» **対象文書**
▬▬▬▬▬▬▬▬▬▬
大間の海を守ろう!フルMOX原子炉建設は破滅への道  PDF

大間の海を守ろう!フルMOX原子炉建設は破滅への道

 保団連は、11月23・24日に青森県・大間原子力発電所周辺の公害視察会を実施。38人が参加した。

 本州最北端・青森県下北郡大間町に電源開発(株)が建設中の大間原発は、世界にも例のないフルMOX−ABWR実証炉である。京都大学原子炉実験所の小出裕章氏曰く、「破滅への道。人間がやっていいことではない」。

 視察では、下北半島にあるさまざまな原子力施設(六ヶ所村の核燃サイクル施設など)を、核燃サイクル阻止1万人訴訟原告団の山田清彦氏が案内した。

 厳しい寒風の中、大間原発を視察した後、大間原発に反対する会の奥本征雄事務局長から「大間原発を巡る経緯」について講演をきいた。

 1976年に大間町商工会が町議会に「原子力発電所新設に係わる環境調査」実施を請願。議会は採択したが、85年の大間、奥戸漁協臨時総会で、原発建設につながる原発調査対策委員会の設置は否決された。

 漁業が主力産業である大間町から、いかにして海を奪ったのか。電源開発は、反対している人の家に毎日通い続け、何年もかけて1人ずつ説得した。そうして、94年には、両漁協は補償金の受け入れを決定し、大間原発周辺で漁業を行う権利を放棄した。

 電源開発は海を手に入れた後、土地の買収を順調に進めていたが、熊谷あさ子氏(大間原発建設予定地の地権者)が「大間にはマグロやコンブがとれる宝の海がある」と買収を拒否し続け、電源開発は全敷地の2%を未買収のまま設置許可を申請することになった。
▬▬▬▬▬▬▬▬▬▬
» **提供情報**
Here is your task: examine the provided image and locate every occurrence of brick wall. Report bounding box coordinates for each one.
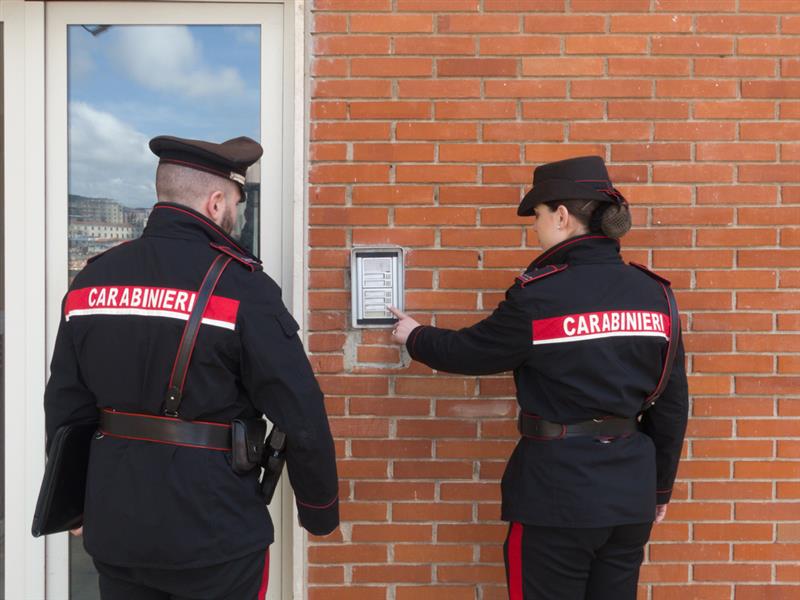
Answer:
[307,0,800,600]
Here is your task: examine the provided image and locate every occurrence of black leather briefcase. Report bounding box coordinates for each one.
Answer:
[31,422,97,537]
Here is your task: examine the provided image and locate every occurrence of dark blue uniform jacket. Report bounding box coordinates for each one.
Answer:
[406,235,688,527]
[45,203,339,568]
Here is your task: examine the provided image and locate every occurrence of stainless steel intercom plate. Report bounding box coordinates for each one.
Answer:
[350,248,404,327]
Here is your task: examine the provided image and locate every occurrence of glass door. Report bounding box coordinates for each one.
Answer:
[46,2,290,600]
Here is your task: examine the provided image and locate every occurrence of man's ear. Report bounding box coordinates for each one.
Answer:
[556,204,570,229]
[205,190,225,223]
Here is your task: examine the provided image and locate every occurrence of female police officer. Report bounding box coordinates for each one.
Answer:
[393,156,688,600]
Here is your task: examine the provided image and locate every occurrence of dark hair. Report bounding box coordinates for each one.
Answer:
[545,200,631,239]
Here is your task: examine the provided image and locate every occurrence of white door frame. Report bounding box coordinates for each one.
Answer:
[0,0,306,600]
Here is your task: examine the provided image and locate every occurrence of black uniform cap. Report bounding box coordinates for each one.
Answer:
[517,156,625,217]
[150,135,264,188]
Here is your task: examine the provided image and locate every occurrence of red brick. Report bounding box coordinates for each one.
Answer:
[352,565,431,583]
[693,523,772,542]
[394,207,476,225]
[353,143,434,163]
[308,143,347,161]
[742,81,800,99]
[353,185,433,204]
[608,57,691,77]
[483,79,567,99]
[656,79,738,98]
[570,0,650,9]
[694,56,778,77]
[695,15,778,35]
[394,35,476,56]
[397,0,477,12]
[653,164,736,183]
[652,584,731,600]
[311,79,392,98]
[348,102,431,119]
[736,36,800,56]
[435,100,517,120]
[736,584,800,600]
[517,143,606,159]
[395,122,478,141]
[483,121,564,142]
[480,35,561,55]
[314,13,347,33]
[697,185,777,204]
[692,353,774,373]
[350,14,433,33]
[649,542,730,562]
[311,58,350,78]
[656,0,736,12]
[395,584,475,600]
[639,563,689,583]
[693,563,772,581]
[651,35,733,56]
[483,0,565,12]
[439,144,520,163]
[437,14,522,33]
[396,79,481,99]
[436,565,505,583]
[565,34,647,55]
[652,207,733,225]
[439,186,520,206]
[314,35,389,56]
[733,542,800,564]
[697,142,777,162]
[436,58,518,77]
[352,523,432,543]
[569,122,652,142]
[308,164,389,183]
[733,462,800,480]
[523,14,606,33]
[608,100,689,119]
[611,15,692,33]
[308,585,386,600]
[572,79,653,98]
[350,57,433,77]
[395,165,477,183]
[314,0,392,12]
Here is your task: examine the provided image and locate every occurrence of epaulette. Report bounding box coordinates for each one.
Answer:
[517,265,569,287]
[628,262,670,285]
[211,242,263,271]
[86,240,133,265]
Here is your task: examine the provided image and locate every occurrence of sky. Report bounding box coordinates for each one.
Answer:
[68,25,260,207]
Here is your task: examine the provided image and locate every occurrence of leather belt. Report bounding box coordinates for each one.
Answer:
▬▬▬▬▬▬▬▬▬▬
» **作業指示 1**
大間原発に関する記事のうち、「本州最北端・青森県下北郡大間」から「で漁業を行う権利を放棄した。」までの部分を、両端を含めて一字一句違えずに書き写してください。
» **作業指示 2**
大間原発に関する記事に基づき、次の各問いに答えてください。
(a) 大間原子力発電所周辺の公害視察会には何人が参加しましたか。
(b) 大間町商工会が町議会に環境調査の実施を請願したのは何年ですか。
(c) 電源開発は全敷地の何パーセントを未買収のまま設置許可を申請しましたか。
記事に書かれている内容だけを根拠としてください。

» **回答 1**
本州最北端・青森県下北郡大間町に電源開発(株)が建設中の大間原発は、世界にも例のないフルMOX−ABWR実証炉である。京都大学原子炉実験所の小出裕章氏曰く、「破滅への道。人間がやっていいことではない」。

 視察では、下北半島にあるさまざまな原子力施設(六ヶ所村の核燃サイクル施設など)を、核燃サイクル阻止1万人訴訟原告団の山田清彦氏が案内した。

 厳しい寒風の中、大間原発を視察した後、大間原発に反対する会の奥本征雄事務局長から「大間原発を巡る経緯」について講演をきいた。

 1976年に大間町商工会が町議会に「原子力発電所新設に係わる環境調査」実施を請願。議会は採択したが、85年の大間、奥戸漁協臨時総会で、原発建設につながる原発調査対策委員会の設置は否決された。

 漁業が主力産業である大間町から、いかにして海を奪ったのか。電源開発は、反対している人の家に毎日通い続け、何年もかけて1人ずつ説得した。そうして、94年には、両漁協は補償金の受け入れを決定し、大間原発周辺で漁業を行う権利を放棄した。

» **回答 2**
(a) 38人
(b) 1976年
(c) 2%